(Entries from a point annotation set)
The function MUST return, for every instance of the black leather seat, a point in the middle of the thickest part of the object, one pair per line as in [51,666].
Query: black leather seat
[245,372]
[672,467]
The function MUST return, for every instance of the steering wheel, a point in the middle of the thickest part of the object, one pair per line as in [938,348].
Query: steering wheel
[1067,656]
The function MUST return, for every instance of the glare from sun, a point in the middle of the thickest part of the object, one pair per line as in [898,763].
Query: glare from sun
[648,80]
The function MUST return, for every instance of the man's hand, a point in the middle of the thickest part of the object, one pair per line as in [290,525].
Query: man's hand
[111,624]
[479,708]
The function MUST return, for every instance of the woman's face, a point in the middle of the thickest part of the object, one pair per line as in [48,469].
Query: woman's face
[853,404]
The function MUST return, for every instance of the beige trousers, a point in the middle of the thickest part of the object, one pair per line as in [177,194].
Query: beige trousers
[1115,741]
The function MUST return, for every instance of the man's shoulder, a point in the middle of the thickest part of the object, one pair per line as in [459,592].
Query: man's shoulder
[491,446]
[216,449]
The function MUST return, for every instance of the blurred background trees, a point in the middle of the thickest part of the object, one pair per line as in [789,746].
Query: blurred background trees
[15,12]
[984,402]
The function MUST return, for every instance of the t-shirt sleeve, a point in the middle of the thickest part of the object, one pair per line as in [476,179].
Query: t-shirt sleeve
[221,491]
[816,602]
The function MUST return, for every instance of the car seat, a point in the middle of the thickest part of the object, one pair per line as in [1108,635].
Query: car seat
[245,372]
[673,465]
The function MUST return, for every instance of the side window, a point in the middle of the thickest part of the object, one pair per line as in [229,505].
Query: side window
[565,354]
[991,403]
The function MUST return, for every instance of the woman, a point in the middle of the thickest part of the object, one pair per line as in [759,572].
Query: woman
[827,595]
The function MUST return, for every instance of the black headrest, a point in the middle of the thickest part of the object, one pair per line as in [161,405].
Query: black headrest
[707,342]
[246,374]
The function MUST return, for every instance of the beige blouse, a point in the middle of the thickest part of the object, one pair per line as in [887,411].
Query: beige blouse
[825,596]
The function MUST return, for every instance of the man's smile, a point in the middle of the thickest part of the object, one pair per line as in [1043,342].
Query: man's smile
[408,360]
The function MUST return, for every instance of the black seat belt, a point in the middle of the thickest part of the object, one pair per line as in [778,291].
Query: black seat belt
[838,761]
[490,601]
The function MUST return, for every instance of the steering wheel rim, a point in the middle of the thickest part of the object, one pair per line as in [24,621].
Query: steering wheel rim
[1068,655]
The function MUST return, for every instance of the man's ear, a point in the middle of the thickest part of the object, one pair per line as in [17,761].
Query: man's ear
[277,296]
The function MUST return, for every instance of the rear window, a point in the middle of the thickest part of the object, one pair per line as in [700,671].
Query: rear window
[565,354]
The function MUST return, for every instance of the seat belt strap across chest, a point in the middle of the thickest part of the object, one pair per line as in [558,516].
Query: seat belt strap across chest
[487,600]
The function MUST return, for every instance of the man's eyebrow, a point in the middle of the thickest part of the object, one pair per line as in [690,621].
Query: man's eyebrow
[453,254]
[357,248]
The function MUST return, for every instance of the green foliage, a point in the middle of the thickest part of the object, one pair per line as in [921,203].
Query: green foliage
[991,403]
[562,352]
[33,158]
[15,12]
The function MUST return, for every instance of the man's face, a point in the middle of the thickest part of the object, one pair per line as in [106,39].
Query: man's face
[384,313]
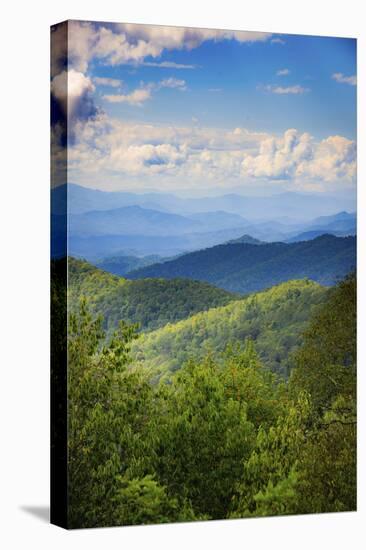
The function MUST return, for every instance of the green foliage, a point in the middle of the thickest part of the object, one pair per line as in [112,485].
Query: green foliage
[151,303]
[274,319]
[243,267]
[225,437]
[326,363]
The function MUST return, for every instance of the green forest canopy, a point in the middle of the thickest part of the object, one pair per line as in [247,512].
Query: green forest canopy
[274,319]
[152,303]
[223,439]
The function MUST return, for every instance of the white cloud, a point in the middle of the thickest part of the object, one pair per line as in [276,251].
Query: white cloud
[69,88]
[173,83]
[129,43]
[108,82]
[168,65]
[137,97]
[196,156]
[297,156]
[342,79]
[281,90]
[283,72]
[278,41]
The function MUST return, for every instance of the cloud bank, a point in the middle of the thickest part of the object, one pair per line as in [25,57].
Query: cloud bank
[194,156]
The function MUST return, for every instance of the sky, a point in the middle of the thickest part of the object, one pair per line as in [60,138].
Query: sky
[198,111]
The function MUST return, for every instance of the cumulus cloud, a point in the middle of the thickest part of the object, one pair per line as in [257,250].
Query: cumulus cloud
[283,90]
[297,156]
[128,43]
[137,97]
[191,156]
[342,79]
[73,91]
[283,72]
[140,95]
[108,82]
[278,41]
[173,83]
[168,65]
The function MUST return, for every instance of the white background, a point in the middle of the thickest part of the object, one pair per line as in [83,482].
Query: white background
[24,357]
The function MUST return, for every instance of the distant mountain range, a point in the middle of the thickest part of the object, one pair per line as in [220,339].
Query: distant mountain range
[151,303]
[103,224]
[244,268]
[300,206]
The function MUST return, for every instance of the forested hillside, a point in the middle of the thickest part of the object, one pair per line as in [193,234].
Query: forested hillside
[151,303]
[273,319]
[244,267]
[143,453]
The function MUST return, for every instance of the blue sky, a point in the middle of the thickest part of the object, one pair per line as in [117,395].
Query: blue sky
[226,87]
[170,108]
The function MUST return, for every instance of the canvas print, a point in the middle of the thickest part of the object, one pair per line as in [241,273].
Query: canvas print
[203,270]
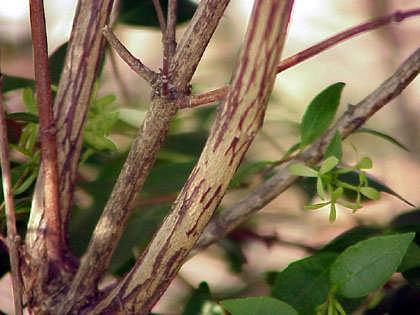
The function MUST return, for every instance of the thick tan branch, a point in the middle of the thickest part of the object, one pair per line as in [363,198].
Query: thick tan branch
[236,125]
[142,156]
[352,119]
[54,233]
[13,239]
[398,16]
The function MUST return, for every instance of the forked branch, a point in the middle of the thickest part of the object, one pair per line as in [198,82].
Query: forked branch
[138,67]
[143,154]
[352,119]
[236,125]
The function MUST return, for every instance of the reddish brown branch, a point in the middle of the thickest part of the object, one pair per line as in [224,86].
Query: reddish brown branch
[159,14]
[54,235]
[134,63]
[13,239]
[169,44]
[171,29]
[314,50]
[398,16]
[350,121]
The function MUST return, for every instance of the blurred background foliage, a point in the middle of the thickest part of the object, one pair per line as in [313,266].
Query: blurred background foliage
[283,232]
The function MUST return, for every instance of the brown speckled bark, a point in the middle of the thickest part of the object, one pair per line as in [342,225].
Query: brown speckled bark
[236,125]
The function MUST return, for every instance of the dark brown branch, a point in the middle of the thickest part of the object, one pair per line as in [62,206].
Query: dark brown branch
[13,239]
[54,233]
[169,44]
[142,155]
[134,63]
[118,78]
[171,29]
[82,62]
[352,119]
[398,16]
[235,127]
[160,16]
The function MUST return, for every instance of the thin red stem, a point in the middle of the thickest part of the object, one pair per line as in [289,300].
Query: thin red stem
[13,240]
[54,235]
[398,16]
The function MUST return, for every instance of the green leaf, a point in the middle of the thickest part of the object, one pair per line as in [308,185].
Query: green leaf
[197,299]
[300,169]
[316,206]
[353,178]
[334,147]
[142,13]
[411,259]
[383,136]
[28,98]
[364,163]
[350,237]
[56,63]
[23,116]
[11,83]
[320,188]
[291,150]
[328,164]
[262,305]
[370,192]
[333,213]
[320,113]
[304,283]
[366,266]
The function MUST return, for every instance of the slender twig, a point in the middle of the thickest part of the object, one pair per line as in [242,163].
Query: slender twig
[352,119]
[134,63]
[13,239]
[398,16]
[169,45]
[47,131]
[160,16]
[118,78]
[171,29]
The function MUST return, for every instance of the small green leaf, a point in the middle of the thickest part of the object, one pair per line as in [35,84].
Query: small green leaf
[291,150]
[197,299]
[29,101]
[320,188]
[56,62]
[328,164]
[317,206]
[300,169]
[350,237]
[334,147]
[383,136]
[320,113]
[364,163]
[366,266]
[370,192]
[262,305]
[337,193]
[304,283]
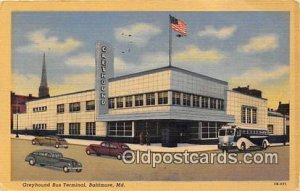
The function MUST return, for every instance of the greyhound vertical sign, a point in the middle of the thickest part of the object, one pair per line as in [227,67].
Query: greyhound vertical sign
[104,70]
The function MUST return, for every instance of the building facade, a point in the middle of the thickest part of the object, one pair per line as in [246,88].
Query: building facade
[248,110]
[165,103]
[191,106]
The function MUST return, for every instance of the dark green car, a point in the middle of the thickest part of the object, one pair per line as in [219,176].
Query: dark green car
[53,159]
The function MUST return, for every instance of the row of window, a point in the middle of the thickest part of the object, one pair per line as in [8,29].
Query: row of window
[206,130]
[248,115]
[41,126]
[74,128]
[271,129]
[197,100]
[39,109]
[178,98]
[120,129]
[250,131]
[75,107]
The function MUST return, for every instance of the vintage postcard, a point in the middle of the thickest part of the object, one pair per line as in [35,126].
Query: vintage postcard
[156,95]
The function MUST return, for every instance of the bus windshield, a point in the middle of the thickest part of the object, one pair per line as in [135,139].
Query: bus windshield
[230,132]
[224,132]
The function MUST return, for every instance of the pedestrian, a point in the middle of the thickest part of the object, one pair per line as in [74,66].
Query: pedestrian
[147,138]
[142,138]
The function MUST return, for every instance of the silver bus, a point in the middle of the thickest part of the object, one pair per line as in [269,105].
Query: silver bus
[242,138]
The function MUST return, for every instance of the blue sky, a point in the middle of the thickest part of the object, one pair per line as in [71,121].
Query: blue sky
[243,48]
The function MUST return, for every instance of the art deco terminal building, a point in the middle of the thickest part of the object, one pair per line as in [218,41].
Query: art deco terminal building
[184,105]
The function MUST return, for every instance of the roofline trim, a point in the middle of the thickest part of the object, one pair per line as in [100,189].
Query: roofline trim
[248,95]
[174,68]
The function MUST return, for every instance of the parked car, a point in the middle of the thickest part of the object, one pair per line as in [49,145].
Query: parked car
[107,148]
[53,159]
[51,141]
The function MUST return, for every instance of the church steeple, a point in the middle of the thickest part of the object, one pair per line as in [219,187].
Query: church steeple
[43,89]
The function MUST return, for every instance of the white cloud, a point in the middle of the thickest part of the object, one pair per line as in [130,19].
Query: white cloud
[221,33]
[262,43]
[154,60]
[26,84]
[81,60]
[194,54]
[255,76]
[41,42]
[259,78]
[140,33]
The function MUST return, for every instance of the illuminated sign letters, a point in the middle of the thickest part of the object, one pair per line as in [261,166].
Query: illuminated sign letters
[104,71]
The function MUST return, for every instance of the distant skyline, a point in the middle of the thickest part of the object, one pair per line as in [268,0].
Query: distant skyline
[243,48]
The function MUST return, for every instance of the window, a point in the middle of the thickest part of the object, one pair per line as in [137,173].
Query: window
[139,100]
[204,102]
[60,108]
[248,115]
[120,129]
[186,99]
[150,99]
[74,129]
[37,109]
[162,97]
[128,101]
[60,128]
[111,103]
[90,105]
[119,102]
[271,129]
[176,98]
[74,107]
[90,128]
[221,104]
[196,102]
[213,103]
[209,130]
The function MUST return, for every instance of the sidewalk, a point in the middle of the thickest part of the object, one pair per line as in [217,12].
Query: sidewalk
[154,147]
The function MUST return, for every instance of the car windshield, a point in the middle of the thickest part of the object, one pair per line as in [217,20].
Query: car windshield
[57,155]
[222,132]
[230,132]
[125,147]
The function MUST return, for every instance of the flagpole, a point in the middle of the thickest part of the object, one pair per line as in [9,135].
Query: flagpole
[170,42]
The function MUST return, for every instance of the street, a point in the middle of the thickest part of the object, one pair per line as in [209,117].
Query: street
[104,168]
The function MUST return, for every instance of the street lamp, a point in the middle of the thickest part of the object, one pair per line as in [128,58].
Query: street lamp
[17,133]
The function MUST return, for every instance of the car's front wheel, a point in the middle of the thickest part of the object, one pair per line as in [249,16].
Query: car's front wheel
[31,162]
[264,145]
[88,152]
[119,156]
[65,169]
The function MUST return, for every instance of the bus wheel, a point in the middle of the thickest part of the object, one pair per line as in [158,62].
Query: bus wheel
[243,146]
[264,145]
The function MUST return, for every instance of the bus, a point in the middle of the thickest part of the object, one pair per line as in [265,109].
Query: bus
[242,138]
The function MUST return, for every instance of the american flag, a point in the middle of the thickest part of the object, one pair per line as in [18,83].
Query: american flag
[178,25]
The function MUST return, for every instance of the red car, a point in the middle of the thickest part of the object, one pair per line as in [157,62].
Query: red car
[107,148]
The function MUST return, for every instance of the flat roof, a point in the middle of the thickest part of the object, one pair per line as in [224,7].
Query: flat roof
[127,76]
[248,95]
[274,114]
[174,68]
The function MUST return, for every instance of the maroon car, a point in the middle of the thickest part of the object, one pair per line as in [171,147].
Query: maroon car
[107,148]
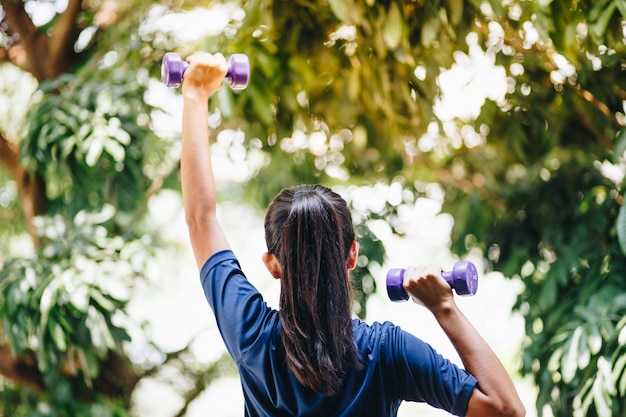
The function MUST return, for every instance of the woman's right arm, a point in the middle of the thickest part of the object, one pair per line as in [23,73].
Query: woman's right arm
[495,394]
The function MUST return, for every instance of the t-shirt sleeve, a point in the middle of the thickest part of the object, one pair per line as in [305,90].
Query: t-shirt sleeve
[238,306]
[426,376]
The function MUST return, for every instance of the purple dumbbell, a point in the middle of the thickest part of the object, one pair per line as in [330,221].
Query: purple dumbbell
[173,67]
[463,279]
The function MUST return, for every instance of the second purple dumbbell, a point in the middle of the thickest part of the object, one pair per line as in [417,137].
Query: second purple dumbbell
[173,67]
[463,279]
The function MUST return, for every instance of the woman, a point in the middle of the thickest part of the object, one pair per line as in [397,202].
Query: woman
[311,358]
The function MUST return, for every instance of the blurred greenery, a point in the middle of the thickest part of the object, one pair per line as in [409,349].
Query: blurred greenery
[345,93]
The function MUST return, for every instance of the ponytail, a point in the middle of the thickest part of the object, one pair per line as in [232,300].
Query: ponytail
[309,229]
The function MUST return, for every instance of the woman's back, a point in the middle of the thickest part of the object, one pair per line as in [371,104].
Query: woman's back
[394,365]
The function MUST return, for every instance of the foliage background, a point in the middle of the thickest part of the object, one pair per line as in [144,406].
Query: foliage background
[343,92]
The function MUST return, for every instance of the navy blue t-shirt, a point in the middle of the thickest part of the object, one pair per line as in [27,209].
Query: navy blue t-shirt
[397,366]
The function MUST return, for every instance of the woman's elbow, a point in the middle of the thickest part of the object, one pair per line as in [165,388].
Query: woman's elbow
[481,405]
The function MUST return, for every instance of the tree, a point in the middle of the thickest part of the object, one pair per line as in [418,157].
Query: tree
[343,92]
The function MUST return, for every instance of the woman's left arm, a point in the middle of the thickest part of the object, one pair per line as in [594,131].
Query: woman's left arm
[203,77]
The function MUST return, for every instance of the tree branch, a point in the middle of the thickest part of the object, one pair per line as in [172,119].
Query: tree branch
[31,187]
[22,371]
[60,41]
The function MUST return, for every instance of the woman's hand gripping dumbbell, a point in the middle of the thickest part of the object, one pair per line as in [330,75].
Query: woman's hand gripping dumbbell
[173,68]
[463,279]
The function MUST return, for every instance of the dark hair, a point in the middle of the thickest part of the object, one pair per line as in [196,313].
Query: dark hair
[309,229]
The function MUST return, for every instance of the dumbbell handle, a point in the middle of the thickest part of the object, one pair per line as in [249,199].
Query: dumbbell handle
[173,68]
[463,279]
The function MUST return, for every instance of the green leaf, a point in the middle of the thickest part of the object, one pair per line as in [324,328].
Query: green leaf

WHAT YOU WILL DO = Retype everything from the line containing "The function MUST return, for every instance of the woman's left" down to the end of the records, keeping each line the same as it appears.

COMPLETE OUTPUT =
The function MUST return, for every instance of the woman's left arm, a point in the middle of the thickest part of the object, one pair per line as in [594,131].
Query: woman's left arm
[203,77]
The function MUST return, for every instance of the tree branch, a point in the middle of the thickest part of the object, one pair per line as in [172,119].
Query: tree branch
[31,187]
[22,371]
[60,41]
The function MUST return, for every instance of the woman's hand gripping dumbbell, a point in the middle of the thickest part of the object, one pair per line as in [330,75].
Query: woman's hand gripping dumbbell
[173,68]
[463,279]
The function MUST return, for every instance of the dark hair, a point in the middle of the thickest part of the object, one pair per line as in [196,313].
Query: dark hair
[309,229]
The function MUST return, for every instance of the dumbbell handle, a point in the middle of the thickest part of the object, one pair per line as in [249,199].
Query: dumbbell handle
[173,68]
[463,279]
The function MUST return, for every instance of the green leaf, a point in the middle of the thickest part of the object, one pair per line as in [324,328].
Query: green leaf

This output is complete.